» **Exercise instructions**: Identify every line in the data below that contains the string "lamp", treating uppercase and lowercase as different, and copy each of those lines.

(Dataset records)
** Begin **
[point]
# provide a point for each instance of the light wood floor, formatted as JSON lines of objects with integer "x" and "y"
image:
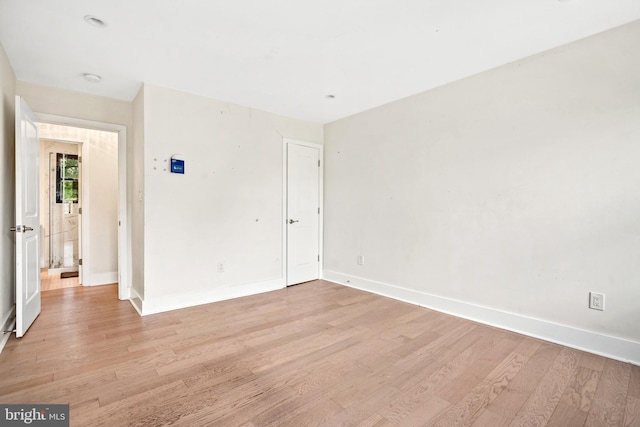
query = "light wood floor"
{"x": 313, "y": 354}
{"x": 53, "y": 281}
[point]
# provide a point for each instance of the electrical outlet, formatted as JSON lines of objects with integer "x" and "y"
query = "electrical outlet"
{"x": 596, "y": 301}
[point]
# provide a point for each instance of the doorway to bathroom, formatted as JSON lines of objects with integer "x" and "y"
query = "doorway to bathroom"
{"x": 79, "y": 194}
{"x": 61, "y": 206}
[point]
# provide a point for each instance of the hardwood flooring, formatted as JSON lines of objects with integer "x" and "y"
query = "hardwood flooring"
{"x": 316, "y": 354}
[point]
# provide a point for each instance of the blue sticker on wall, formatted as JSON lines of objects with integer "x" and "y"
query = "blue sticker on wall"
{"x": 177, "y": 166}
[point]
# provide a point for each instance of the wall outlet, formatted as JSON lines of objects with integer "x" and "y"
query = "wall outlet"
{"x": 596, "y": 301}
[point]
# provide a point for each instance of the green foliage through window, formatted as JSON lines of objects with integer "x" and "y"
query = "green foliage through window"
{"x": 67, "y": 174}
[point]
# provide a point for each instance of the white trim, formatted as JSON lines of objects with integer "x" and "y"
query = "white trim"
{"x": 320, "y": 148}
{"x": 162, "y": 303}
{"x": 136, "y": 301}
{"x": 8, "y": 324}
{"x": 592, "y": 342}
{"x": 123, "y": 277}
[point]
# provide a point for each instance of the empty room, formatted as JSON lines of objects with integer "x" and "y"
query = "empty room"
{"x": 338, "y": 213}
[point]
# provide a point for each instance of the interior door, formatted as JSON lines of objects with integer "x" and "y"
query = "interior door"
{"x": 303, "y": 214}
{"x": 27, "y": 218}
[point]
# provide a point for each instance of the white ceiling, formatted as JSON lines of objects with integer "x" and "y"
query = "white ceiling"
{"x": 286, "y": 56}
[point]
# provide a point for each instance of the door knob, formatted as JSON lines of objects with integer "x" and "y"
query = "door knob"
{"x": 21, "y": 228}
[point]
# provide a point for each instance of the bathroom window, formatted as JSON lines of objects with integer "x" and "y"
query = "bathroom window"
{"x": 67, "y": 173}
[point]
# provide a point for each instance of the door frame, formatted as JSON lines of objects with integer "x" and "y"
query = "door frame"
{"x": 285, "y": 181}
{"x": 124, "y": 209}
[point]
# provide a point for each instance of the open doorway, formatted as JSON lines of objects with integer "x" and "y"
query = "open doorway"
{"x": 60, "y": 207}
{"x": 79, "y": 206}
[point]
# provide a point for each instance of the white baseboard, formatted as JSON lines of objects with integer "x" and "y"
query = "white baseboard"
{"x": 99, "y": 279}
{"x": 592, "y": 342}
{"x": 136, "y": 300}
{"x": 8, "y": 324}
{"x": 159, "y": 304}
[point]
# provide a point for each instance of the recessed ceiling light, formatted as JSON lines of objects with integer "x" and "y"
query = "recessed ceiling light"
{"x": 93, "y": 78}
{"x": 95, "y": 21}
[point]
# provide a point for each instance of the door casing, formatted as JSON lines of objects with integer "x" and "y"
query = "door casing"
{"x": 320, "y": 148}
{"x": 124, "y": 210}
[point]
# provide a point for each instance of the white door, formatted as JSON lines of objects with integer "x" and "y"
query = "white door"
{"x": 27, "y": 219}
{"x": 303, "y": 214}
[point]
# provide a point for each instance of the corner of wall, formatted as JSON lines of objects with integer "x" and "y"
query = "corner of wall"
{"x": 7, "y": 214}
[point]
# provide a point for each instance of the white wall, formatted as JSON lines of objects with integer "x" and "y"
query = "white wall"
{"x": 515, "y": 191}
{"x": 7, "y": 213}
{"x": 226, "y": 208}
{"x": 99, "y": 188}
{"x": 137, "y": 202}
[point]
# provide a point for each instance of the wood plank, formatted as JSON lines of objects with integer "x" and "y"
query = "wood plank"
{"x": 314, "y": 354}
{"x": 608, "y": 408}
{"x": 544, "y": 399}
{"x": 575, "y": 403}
** End **
** Begin **
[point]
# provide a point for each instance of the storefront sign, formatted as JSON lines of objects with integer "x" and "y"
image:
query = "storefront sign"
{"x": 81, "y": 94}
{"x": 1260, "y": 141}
** End **
** Begin **
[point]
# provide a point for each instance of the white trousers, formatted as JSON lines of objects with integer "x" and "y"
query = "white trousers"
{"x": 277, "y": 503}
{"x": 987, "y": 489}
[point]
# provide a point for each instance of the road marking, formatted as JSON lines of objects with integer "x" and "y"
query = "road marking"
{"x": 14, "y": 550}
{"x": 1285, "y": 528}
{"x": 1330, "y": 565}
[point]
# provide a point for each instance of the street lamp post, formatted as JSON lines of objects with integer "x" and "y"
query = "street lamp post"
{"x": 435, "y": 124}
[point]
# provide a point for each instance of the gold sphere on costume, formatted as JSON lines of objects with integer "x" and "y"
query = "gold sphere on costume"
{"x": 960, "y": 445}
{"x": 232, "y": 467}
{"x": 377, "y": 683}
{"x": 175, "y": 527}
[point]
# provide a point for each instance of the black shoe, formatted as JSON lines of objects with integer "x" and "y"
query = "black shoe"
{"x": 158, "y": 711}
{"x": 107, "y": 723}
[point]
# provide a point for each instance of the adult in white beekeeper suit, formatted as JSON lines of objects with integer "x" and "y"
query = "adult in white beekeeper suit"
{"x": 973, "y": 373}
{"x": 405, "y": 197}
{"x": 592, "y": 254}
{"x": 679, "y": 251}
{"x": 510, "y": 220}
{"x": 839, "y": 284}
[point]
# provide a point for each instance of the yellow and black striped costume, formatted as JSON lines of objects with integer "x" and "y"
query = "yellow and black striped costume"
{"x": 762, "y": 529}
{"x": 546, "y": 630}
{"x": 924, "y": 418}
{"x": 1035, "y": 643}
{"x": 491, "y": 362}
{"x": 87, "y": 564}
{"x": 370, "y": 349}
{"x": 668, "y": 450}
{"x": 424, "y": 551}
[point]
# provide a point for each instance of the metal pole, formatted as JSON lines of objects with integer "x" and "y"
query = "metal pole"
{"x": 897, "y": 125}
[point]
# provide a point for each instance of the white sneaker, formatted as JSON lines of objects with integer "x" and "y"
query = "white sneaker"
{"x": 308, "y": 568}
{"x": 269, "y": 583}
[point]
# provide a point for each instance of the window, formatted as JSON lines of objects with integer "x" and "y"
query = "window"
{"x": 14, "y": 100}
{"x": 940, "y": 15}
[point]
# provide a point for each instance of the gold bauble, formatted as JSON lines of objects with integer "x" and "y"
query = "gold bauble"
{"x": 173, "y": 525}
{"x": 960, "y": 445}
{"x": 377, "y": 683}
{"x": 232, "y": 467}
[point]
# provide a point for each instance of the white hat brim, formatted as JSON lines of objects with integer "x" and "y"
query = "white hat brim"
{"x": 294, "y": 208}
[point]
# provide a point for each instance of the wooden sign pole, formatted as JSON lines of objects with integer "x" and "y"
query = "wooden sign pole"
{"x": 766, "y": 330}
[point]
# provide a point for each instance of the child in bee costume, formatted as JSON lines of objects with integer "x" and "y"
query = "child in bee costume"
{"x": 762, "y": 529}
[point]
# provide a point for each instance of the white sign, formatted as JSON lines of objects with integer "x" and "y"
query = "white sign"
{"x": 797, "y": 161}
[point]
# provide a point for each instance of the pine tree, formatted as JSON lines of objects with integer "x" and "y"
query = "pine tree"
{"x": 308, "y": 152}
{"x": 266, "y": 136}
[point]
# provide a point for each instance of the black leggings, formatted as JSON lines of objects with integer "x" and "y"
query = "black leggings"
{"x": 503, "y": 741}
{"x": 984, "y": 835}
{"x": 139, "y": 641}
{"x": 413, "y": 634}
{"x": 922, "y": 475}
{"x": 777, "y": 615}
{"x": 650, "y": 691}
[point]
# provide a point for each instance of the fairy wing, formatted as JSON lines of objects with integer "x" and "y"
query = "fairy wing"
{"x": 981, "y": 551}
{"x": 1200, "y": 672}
** End **
» **Problem solution**:
# provide a point for each instance of the street lamp post, formatted as JSON lines of objects with integer "x" and "y"
query = "street lamp post"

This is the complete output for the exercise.